DATA TO PROCESS
════════════════
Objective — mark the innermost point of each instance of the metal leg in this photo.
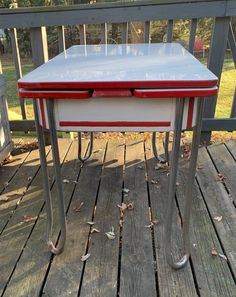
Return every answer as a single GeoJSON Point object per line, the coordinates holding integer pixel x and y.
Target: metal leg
{"type": "Point", "coordinates": [56, 161]}
{"type": "Point", "coordinates": [154, 148]}
{"type": "Point", "coordinates": [190, 184]}
{"type": "Point", "coordinates": [89, 153]}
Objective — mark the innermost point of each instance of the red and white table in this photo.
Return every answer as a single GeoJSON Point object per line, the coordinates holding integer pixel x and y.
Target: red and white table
{"type": "Point", "coordinates": [135, 87]}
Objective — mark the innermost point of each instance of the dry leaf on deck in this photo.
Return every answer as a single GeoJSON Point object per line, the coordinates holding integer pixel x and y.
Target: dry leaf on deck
{"type": "Point", "coordinates": [85, 257]}
{"type": "Point", "coordinates": [94, 230]}
{"type": "Point", "coordinates": [111, 234]}
{"type": "Point", "coordinates": [218, 218]}
{"type": "Point", "coordinates": [125, 190]}
{"type": "Point", "coordinates": [214, 252]}
{"type": "Point", "coordinates": [28, 219]}
{"type": "Point", "coordinates": [65, 181]}
{"type": "Point", "coordinates": [77, 209]}
{"type": "Point", "coordinates": [223, 256]}
{"type": "Point", "coordinates": [130, 205]}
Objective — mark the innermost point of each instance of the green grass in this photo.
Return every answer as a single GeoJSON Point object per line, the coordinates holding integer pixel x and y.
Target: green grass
{"type": "Point", "coordinates": [227, 88]}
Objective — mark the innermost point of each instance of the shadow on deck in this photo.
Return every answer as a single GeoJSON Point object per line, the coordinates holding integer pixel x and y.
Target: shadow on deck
{"type": "Point", "coordinates": [132, 264]}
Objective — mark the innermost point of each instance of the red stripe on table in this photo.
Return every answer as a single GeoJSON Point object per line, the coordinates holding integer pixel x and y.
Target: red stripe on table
{"type": "Point", "coordinates": [42, 113]}
{"type": "Point", "coordinates": [35, 94]}
{"type": "Point", "coordinates": [114, 124]}
{"type": "Point", "coordinates": [120, 84]}
{"type": "Point", "coordinates": [190, 112]}
{"type": "Point", "coordinates": [175, 93]}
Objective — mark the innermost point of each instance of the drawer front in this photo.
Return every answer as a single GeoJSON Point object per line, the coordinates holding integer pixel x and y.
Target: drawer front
{"type": "Point", "coordinates": [118, 114]}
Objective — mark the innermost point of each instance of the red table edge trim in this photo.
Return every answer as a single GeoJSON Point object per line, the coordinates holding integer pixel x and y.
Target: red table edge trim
{"type": "Point", "coordinates": [120, 84]}
{"type": "Point", "coordinates": [113, 124]}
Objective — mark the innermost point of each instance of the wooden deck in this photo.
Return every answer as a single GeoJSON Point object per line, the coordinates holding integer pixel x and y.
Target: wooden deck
{"type": "Point", "coordinates": [133, 264]}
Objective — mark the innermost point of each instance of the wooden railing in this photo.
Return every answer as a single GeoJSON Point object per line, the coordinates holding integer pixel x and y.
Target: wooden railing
{"type": "Point", "coordinates": [37, 19]}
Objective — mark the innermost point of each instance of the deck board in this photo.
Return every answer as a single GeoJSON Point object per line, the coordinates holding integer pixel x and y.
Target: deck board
{"type": "Point", "coordinates": [133, 264]}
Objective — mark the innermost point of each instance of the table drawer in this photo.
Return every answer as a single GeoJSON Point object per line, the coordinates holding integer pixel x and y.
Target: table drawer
{"type": "Point", "coordinates": [117, 114]}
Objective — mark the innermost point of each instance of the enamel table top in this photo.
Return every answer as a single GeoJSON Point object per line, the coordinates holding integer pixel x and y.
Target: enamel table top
{"type": "Point", "coordinates": [164, 65]}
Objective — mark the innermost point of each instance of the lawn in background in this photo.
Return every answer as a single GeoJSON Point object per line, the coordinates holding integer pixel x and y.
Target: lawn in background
{"type": "Point", "coordinates": [227, 88]}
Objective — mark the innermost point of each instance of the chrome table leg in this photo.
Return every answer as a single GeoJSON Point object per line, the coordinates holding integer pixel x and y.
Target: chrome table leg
{"type": "Point", "coordinates": [57, 168]}
{"type": "Point", "coordinates": [89, 153]}
{"type": "Point", "coordinates": [189, 189]}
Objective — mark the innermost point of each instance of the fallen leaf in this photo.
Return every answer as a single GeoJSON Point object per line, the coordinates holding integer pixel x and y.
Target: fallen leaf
{"type": "Point", "coordinates": [65, 181]}
{"type": "Point", "coordinates": [155, 182]}
{"type": "Point", "coordinates": [85, 257]}
{"type": "Point", "coordinates": [123, 206]}
{"type": "Point", "coordinates": [220, 177]}
{"type": "Point", "coordinates": [77, 209]}
{"type": "Point", "coordinates": [218, 218]}
{"type": "Point", "coordinates": [94, 230]}
{"type": "Point", "coordinates": [130, 205]}
{"type": "Point", "coordinates": [223, 256]}
{"type": "Point", "coordinates": [214, 252]}
{"type": "Point", "coordinates": [111, 234]}
{"type": "Point", "coordinates": [28, 219]}
{"type": "Point", "coordinates": [125, 190]}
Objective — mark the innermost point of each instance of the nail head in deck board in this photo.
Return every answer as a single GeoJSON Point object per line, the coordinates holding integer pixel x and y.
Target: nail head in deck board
{"type": "Point", "coordinates": [100, 275]}
{"type": "Point", "coordinates": [212, 273]}
{"type": "Point", "coordinates": [36, 256]}
{"type": "Point", "coordinates": [16, 234]}
{"type": "Point", "coordinates": [171, 282]}
{"type": "Point", "coordinates": [225, 165]}
{"type": "Point", "coordinates": [137, 275]}
{"type": "Point", "coordinates": [65, 272]}
{"type": "Point", "coordinates": [218, 204]}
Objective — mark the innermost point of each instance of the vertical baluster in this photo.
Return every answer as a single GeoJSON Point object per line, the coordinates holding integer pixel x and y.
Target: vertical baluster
{"type": "Point", "coordinates": [82, 34]}
{"type": "Point", "coordinates": [147, 32]}
{"type": "Point", "coordinates": [39, 45]}
{"type": "Point", "coordinates": [215, 64]}
{"type": "Point", "coordinates": [104, 34]}
{"type": "Point", "coordinates": [169, 31]}
{"type": "Point", "coordinates": [17, 63]}
{"type": "Point", "coordinates": [192, 35]}
{"type": "Point", "coordinates": [61, 39]}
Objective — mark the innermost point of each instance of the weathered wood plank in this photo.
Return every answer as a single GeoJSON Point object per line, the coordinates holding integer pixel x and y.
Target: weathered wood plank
{"type": "Point", "coordinates": [36, 257]}
{"type": "Point", "coordinates": [170, 282]}
{"type": "Point", "coordinates": [225, 165]}
{"type": "Point", "coordinates": [14, 193]}
{"type": "Point", "coordinates": [101, 269]}
{"type": "Point", "coordinates": [15, 235]}
{"type": "Point", "coordinates": [66, 269]}
{"type": "Point", "coordinates": [137, 275]}
{"type": "Point", "coordinates": [218, 204]}
{"type": "Point", "coordinates": [212, 273]}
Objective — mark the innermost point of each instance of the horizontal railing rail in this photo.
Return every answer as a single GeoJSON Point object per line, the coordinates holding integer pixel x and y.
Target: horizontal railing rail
{"type": "Point", "coordinates": [36, 19]}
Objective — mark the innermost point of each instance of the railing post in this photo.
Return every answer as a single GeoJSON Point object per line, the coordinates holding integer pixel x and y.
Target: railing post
{"type": "Point", "coordinates": [61, 39]}
{"type": "Point", "coordinates": [169, 31]}
{"type": "Point", "coordinates": [82, 34]}
{"type": "Point", "coordinates": [104, 34]}
{"type": "Point", "coordinates": [192, 35]}
{"type": "Point", "coordinates": [215, 64]}
{"type": "Point", "coordinates": [38, 37]}
{"type": "Point", "coordinates": [124, 37]}
{"type": "Point", "coordinates": [147, 32]}
{"type": "Point", "coordinates": [17, 63]}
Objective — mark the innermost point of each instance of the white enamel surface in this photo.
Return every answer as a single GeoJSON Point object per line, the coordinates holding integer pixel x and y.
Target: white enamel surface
{"type": "Point", "coordinates": [119, 63]}
{"type": "Point", "coordinates": [117, 110]}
════════════════
Copy out, word for word, only the lines from the one with "Target: railing post" through the last line of the material above.

ANSWER
Target: railing post
{"type": "Point", "coordinates": [61, 39]}
{"type": "Point", "coordinates": [169, 31]}
{"type": "Point", "coordinates": [82, 34]}
{"type": "Point", "coordinates": [104, 34]}
{"type": "Point", "coordinates": [192, 35]}
{"type": "Point", "coordinates": [215, 64]}
{"type": "Point", "coordinates": [38, 37]}
{"type": "Point", "coordinates": [124, 37]}
{"type": "Point", "coordinates": [147, 32]}
{"type": "Point", "coordinates": [17, 63]}
Objective — mark the innermost point of each instance of the white enamel surface in this photo.
Return every answer as a single GeoJSON Point object per line, the coordinates holding integer pixel x and y.
Target: white enamel surface
{"type": "Point", "coordinates": [119, 63]}
{"type": "Point", "coordinates": [117, 110]}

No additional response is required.